> **Tasks to carry out**
[1] Using the Gareth Williams article below, decide whether each statement agrees with it: (a) Williams was born in Cardiff; (b) This Heat waited several months after forming before playing their first concert; (c) the band's first album took two years to make. Answer yes or no for each and quote the words from the article that settle it.
[2] Summarize the Gareth Williams article below in two sentences.

- Williams performing with This Heat in 1981
- Born: 23 April 1953 Cardiff, Wales
- Died: 24 December 2001 (aged 48)
- Occupations: musician; bassist and vocalist for This Heat
- Partner: Nick Goodall

= Gareth Williams (British musician) =

British musician (1953–2001)

Gareth Williams (23 April 1953 – 24 December 2001) was a British musician best remembered as the bassist and vocalist for the experimental rock group This Heat.

==Career summary==
Gareth John Williams was born in Cardiff, Wales on 23 April 1953. He was educated at Greenshaw High School in Sutton, Surrey. Before concentrating full-time on his studies for his A-level tests, he spent a period of time in Newfoundland, Canada. By the mid-1970s he was working in a London record shop. An avid record collector, Williams made himself known to drummer Charles Hayward and guitarist Charles Bullen. This eventually led to the formation of the band This Heat where Williams proved to be an excellent lyricist and musician and a maniacal but intuitive performer on bass guitar and keyboards.

===This Heat===

The band's experimentalism, despite steering them away from more mainstream success, anticipated several experimental and alternative styles and built up a solid base of passionate admirers. They shunned musical technique in favor of what they called "accidents." They played their first concert in Feb 1976, only days after their formation. During the early days improvisation dominated their performances, but gradually they encompassed both abstract and formal stylings in their music, where trance-like soundscapes merged into violent yet danceable anthems with cascades of noise punctuated by abrupt silence.

In 1977 John Peel featured them on his BBC Radio 1 show. This Heat's performance proved an intoxicating hybrid of music played exceptionally noisily, usually in complete darkness, with a proto-punk attitude. Their first album, titled This Heat (1979), was two years in the making. The maxi-single Health and Efficiency (1980) permitted Williams to demonstrate his now considerable skill.

> **Extracted data**
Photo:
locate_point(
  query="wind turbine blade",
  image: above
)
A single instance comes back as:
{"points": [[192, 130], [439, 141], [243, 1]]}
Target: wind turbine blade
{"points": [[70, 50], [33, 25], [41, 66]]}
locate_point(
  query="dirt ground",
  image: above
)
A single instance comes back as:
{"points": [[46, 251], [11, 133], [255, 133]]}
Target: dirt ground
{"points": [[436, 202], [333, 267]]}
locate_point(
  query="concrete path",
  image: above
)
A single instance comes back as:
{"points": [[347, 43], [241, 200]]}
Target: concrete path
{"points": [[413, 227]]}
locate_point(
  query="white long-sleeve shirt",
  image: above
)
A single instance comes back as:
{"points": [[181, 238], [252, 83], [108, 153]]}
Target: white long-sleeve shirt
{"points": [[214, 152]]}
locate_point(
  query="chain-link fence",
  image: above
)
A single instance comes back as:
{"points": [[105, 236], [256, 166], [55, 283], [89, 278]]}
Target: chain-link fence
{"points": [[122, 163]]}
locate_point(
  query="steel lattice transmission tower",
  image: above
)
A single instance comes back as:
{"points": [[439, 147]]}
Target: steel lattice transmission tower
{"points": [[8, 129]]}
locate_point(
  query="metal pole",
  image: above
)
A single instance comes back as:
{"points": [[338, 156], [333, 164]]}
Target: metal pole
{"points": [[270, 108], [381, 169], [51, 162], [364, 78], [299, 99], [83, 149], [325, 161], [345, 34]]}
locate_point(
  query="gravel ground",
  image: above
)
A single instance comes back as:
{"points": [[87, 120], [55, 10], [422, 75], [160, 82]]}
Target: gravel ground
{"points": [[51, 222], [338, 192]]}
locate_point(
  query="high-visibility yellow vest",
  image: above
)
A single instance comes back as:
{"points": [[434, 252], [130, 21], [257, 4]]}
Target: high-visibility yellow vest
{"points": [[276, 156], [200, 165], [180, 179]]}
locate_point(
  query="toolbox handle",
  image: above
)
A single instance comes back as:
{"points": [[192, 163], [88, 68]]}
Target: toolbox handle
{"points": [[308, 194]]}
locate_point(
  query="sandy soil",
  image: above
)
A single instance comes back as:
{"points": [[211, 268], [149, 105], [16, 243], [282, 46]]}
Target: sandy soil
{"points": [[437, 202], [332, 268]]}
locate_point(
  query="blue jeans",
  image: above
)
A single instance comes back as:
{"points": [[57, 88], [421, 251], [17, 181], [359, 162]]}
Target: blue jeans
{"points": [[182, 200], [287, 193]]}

--

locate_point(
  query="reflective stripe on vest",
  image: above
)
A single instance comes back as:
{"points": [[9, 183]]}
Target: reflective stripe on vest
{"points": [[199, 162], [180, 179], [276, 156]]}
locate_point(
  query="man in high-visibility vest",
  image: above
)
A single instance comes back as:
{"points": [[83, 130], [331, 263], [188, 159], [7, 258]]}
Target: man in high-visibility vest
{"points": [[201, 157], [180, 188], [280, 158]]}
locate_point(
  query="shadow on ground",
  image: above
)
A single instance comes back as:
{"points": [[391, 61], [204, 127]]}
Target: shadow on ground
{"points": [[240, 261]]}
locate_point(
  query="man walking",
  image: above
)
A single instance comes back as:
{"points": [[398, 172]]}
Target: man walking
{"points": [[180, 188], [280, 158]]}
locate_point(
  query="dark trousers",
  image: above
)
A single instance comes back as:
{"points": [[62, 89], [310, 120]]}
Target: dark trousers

> **Task-by-task answers**
[1]
(a) Yes: "Gareth John Williams was born in Cardiff, Wales on 23 April 1953."
(b) No: "They played their first concert in Feb 1976, only days after their formation."
(c) Yes: "Their first album, titled This Heat (1979), was two years in the making."

[2] Gareth Williams (1953–2001) was a British musician from Cardiff, best remembered as the bassist and vocalist for the experimental rock group This Heat, which he formed after meeting Charles Hayward and Charles Bullen while working in a London record shop. The band favored "accidents" over technique and moved from improvisation to a mix of abstract and formal styles, releasing their first album, This Heat, in 1979 and the maxi-single Health and Efficiency in 1980.